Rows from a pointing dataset
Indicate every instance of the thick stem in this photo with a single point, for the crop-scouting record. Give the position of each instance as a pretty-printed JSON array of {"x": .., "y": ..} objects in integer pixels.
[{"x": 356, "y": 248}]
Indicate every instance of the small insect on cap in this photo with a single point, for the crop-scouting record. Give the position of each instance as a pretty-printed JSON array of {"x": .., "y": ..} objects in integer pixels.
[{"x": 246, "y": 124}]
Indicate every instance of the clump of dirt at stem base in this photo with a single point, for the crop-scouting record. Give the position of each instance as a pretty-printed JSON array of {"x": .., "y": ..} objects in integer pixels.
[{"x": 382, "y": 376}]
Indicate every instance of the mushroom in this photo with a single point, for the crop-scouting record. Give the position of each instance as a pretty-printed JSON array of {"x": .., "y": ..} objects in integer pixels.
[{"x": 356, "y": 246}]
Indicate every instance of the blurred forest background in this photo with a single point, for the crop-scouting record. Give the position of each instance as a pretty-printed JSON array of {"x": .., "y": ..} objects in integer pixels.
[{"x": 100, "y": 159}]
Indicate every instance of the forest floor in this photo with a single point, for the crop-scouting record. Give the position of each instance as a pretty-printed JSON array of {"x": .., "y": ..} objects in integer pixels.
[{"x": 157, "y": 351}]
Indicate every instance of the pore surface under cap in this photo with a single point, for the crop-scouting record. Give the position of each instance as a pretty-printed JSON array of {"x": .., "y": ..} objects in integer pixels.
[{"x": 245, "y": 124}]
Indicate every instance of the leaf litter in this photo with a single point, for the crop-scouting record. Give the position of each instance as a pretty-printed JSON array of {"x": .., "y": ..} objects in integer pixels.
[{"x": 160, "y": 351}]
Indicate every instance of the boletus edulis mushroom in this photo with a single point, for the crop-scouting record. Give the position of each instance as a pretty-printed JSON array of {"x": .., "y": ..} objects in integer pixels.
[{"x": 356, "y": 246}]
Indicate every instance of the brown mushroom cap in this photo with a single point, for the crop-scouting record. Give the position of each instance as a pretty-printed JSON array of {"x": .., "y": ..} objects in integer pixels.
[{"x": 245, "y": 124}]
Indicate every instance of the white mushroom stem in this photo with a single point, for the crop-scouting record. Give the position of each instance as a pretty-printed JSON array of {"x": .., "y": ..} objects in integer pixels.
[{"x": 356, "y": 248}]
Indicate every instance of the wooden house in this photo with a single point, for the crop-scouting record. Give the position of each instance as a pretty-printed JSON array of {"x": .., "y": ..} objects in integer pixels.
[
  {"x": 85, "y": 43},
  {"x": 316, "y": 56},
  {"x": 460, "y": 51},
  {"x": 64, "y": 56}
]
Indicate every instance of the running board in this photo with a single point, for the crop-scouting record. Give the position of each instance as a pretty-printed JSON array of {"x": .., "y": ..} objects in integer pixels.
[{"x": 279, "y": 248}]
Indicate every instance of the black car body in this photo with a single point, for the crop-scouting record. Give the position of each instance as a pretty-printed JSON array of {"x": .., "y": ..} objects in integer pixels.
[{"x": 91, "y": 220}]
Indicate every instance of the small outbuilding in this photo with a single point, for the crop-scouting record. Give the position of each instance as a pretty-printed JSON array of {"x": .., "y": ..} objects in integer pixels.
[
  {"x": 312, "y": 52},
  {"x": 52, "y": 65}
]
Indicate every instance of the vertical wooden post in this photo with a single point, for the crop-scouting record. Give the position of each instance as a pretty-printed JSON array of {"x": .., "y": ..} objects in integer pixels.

#### [Written task]
Print the complete listing again, exactly as it stands.

#### [Solution to the exercise]
Indicate every instance of the thick stem in this photo with a single point, for the crop-scouting record. Give the position of each instance as a pretty-printed JSON array of {"x": .., "y": ..} objects in integer pixels.
[{"x": 356, "y": 248}]
Indicate every instance of the small insect on cap in this photo with a single point, for the crop-scouting record. Give the position of each instance as a pretty-printed JSON array of {"x": .., "y": ..} objects in integer pixels.
[{"x": 246, "y": 124}]
Indicate every instance of the clump of dirt at stem base in this photo with a single point, for the crop-scouting record. Give the position of each instance as a pretty-printed JSON array of {"x": .., "y": ..} objects in integer pixels.
[{"x": 382, "y": 376}]
Indicate every instance of the mushroom in this photo with a single point, for the crop-scouting record. Give the position of each instance as a pretty-printed JSON array of {"x": .., "y": ..} objects in integer pixels.
[{"x": 356, "y": 246}]
Indicate every instance of the blurred forest background in this photo with a single point, for the crop-scouting record. Give the position of each instance as a pretty-printed JSON array of {"x": .., "y": ..} objects in integer pixels.
[{"x": 100, "y": 159}]
Indicate every instance of the forest floor in this photo with a single point, for the crop-scouting record. Give the position of each instance as a pretty-printed JSON array of {"x": .., "y": ..} objects in integer pixels.
[{"x": 157, "y": 351}]
Indicate every instance of the pore surface under cap in this photo with a single point, for the crop-scouting record. Give the position of each instance as a pretty-printed JSON array of {"x": .., "y": ..} objects in integer pixels.
[{"x": 245, "y": 124}]
Indicate every instance of the leaf litter in this photo with a single point, for the crop-scouting record. Give the position of each instance as a pretty-printed JSON array of {"x": .., "y": ..} objects in integer pixels.
[{"x": 160, "y": 351}]
Indicate every instance of the boletus edulis mushroom in this photo with a single point, for the crop-scouting record. Give the position of each instance as a pretty-printed JSON array of {"x": .., "y": ..} objects in integer pixels.
[{"x": 356, "y": 246}]
Indicate every instance of the brown mushroom cap in this photo with a single point, for the crop-scouting record. Give the position of each instance as a pretty-printed JSON array of {"x": .., "y": ..} objects in integer pixels.
[{"x": 245, "y": 124}]
Indicate every instance of the white mushroom stem in this photo with a single point, for the crop-scouting record. Give the position of each instance as a pretty-printed JSON array of {"x": .., "y": ..} objects in integer pixels.
[{"x": 356, "y": 248}]
Indicate every instance of the wooden house in this photo with a single point, for the crop-scouting record. Give the position of each instance as a pretty-printed JSON array of {"x": .., "y": ..} objects in integer pixels.
[
  {"x": 85, "y": 43},
  {"x": 316, "y": 56},
  {"x": 460, "y": 51},
  {"x": 64, "y": 56}
]
Indicate every instance of the running board in this photo with a single point, for the crop-scouting record. Give the position of each instance as a pretty-printed JSON array of {"x": .., "y": ..} objects in integer pixels.
[{"x": 279, "y": 248}]
Indicate every instance of the black car body in this photo with a single point, for the crop-scouting record. Give the position of each instance as a pretty-printed JSON array of {"x": .., "y": ..} objects in integer pixels.
[{"x": 91, "y": 220}]
Indicate every instance of the small outbuilding in this photo with a single point, for the crop-scouting record. Give the position of each instance as a pretty-printed JSON array of {"x": .., "y": ..} objects in integer pixels.
[
  {"x": 312, "y": 52},
  {"x": 52, "y": 65}
]
Indicate every instance of the vertical wooden post in this photo with a single point, for the crop-scouting record. Give the position of each instance as a pretty-printed JSON array of {"x": .., "y": ..} objects in integer pixels.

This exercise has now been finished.